By comparison, the U.S. Navy has 290 ships, and it has yet to come up with a viable plan to meet the six-year-old congressionally mandated requirement to build a 355-ship fleet.
“Our fleet is going in the wrong direction,” Sen. Roger Wicker (R-MS), ranking Republican on the Armed Services Committee, said at a September hearing. “American command of the seas is increasingly at risk.”
Wicker cited a recent memo from the Office of Naval Intelligence that suggested China's shipbuilding capacity is more than 230 times America’s.
“I can hardly believe I'm speaking these words, 230 times larger,” Wicker said at the confirmation hearing for Adm. Lisa Franchetti to be chief of naval operations. “These are not comforting thoughts when we consider the growing number of general and flag officers who warn that China could be capable of invading Taiwan in the next two to four years.”
The U.S. Navy has a twofold problem; too many of its ships are past their prime and require costly and time-consuming repairs, and new ships are increasingly expensive and taking too long to build.
There are three variations of the Navy’s proposed 30-year shipbuilding plans, which the Congressional Budget Office estimates would require an increase in the Navy’s budget from the current $245 billion to between $315 billion and $330 billion in 2023 dollars in 2053.
While ship construction is done at private shipyards under contract, most maintenance is done at one of the Navy’s four public shipyards in Norfolk, Portsmouth, Puget Sound, and Pearl Harbor.
But a June report by the Government Accountability Office found conditions at Navy shipyards were “poor,” with much of their equipment “outdated.”

● PROVIDED MATERIAL:
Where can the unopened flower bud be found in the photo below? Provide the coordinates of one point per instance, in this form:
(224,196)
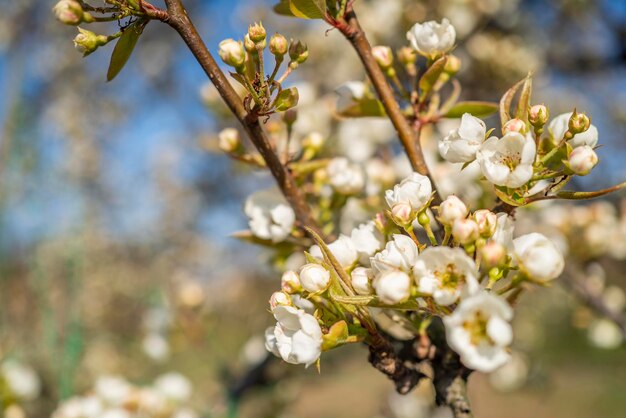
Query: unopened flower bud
(383,56)
(69,12)
(514,125)
(232,53)
(298,52)
(493,254)
(257,34)
(290,282)
(453,65)
(538,115)
(402,213)
(465,231)
(286,99)
(87,41)
(486,221)
(279,45)
(361,280)
(314,278)
(578,123)
(582,160)
(229,140)
(452,209)
(280,299)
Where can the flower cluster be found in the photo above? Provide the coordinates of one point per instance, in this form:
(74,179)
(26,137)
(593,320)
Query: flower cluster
(113,396)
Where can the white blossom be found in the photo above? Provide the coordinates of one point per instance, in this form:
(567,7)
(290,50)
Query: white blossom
(393,286)
(479,331)
(296,338)
(560,125)
(445,273)
(538,256)
(461,145)
(270,216)
(399,254)
(314,278)
(507,161)
(432,38)
(345,177)
(414,190)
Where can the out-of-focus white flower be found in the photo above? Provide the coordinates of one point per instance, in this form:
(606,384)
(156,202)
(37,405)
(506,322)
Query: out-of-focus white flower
(432,38)
(452,209)
(155,346)
(512,375)
(393,286)
(367,240)
(603,333)
(361,280)
(270,216)
(479,331)
(399,254)
(465,231)
(314,278)
(461,145)
(112,389)
(582,160)
(414,190)
(174,386)
(22,380)
(296,338)
(560,125)
(538,256)
(345,177)
(348,93)
(507,161)
(445,273)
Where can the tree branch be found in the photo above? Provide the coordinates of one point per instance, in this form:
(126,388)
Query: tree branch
(353,32)
(178,19)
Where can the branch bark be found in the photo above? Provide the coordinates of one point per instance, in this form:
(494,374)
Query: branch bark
(178,19)
(353,32)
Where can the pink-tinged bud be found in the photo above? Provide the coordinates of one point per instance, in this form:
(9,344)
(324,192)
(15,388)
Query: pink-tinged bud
(402,213)
(465,231)
(314,278)
(298,52)
(290,282)
(229,140)
(279,45)
(69,12)
(452,209)
(280,299)
(257,34)
(493,254)
(383,56)
(486,221)
(232,53)
(538,115)
(578,123)
(582,160)
(514,125)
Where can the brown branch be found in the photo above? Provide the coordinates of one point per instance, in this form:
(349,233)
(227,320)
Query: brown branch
(178,19)
(353,32)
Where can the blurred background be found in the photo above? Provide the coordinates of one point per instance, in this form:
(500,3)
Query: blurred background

● SET OF TASKS:
A) Please retype everything in the entries from the line containing "Where can the flower" down through the last line of the entries, with both ends included.
B) Continue the passage on the U.S. Navy's fleet and shipyards from the point where it stops.

● ANSWERS TO THE EXERCISES:
A)
Where can the flower cluster be found in the photo above? Provide the coordinates of one point per instance, in this form:
(74,179)
(26,137)
(593,320)
Query: flower cluster
(113,396)
Where can the white blossom be found in the photo above? Provide the coordinates of one point per instance, in this form:
(567,7)
(290,50)
Query: white blossom
(393,286)
(479,331)
(296,338)
(560,125)
(445,273)
(538,256)
(461,145)
(270,216)
(399,254)
(314,278)
(507,161)
(432,38)
(345,177)
(414,190)
Where can the out-of-focus white flower be found in the photo above? Provide the coordinates of one point per instance, in this form:
(606,384)
(156,202)
(37,405)
(506,322)
Query: out-of-focus white flower
(432,38)
(452,209)
(155,346)
(512,375)
(393,286)
(367,240)
(603,333)
(361,280)
(270,216)
(479,331)
(399,254)
(465,231)
(314,278)
(461,145)
(112,389)
(582,160)
(414,190)
(174,386)
(22,380)
(296,338)
(560,125)
(538,256)
(345,177)
(348,93)
(507,161)
(445,273)
Where can the tree branch be found in the photo above? Provide the coordinates of one point per instance, in this form:
(126,388)
Query: tree branch
(353,32)
(178,19)
Where can the branch bark be found in the photo above? Provide the coordinates of one point per instance, in this form:
(494,374)
Query: branch bark
(178,19)
(353,32)
Where can the pink-tinged bud be found in the photo above? Provide the coordinates of one point per instance, in this form:
(9,344)
(324,192)
(15,388)
Query: pink-tinged bud
(402,213)
(465,231)
(314,278)
(298,52)
(290,282)
(229,140)
(279,45)
(69,12)
(452,209)
(280,299)
(257,34)
(493,254)
(383,56)
(486,221)
(232,53)
(538,115)
(578,123)
(582,160)
(514,125)
Where can the brown branch be found in the photo above? Provide the coordinates of one point per instance, in this form:
(349,233)
(227,320)
Query: brown branch
(178,19)
(353,32)
Where can the blurred background be found in the photo above? Provide the coordinates of one point per instance, in this form:
(500,3)
Query: blurred background

B)
“The Navy reports that without improvements to shipyard infrastructure, it will be unable to support almost a third of the planned maintenance periods for aircraft carriers and submarines through 2040, hindering fleet readiness,” the GAO report said.
“Our naval forces continue to maintain a high operations tempo across all areas, and demand is overwhelming for attack submarines, cruisers, destroyers, and strike fighters,” said Sen. Jack Reed (D-RI), Armed Services chairman. “As a result, deferred ship maintenance, reduced steaming and flying hours, and canceled training and deployments have created serious readiness problems within the Navy.”
Maintenance delays at Navy shipyards are legion, embodied in the sad saga of the USS Boise, an attack submarine that had been in dry dock for eight years.
“It is unacceptable,” Franchetti said at her confirmation hearing.
“The reason why I bring it up,” Sen. Mike Rounds (R-SD) said, "is because I think it points to the fact that we do have to have a very serious discussion about our capabilities to maintain the fleet we've got, let alone expand the fleet.”
“There are even some ships like the USS Vicksburg that have been in repair and modernization for seven years,” Wicker said. “It's as if the Navy never really means to get the Vicksburg back in action.”
The need for additional maintenance shipyards is only half the problem.
“We need better submarine-building capacity,” former Sen. Jon Kyl, vice chairman of the U.S. Strategic Posture Commission, told Congress last month. “We lack the industrial base to do that right now to get it done on time. That problem has to be addressed urgently, and if we start now, we might be ready by the time we have to develop those new weapons.”
Currently, the U.S. can’t build submarines fast enough to replace the aging fleet, especially the ballistic missile submarines, considered the most survivable leg of the nuclear triad.
Most ships are built with an expected 30-year lifespan, and that’s especially true for submarines with hulls that have to survive the tremendous ocean pressure of repeated deep dives.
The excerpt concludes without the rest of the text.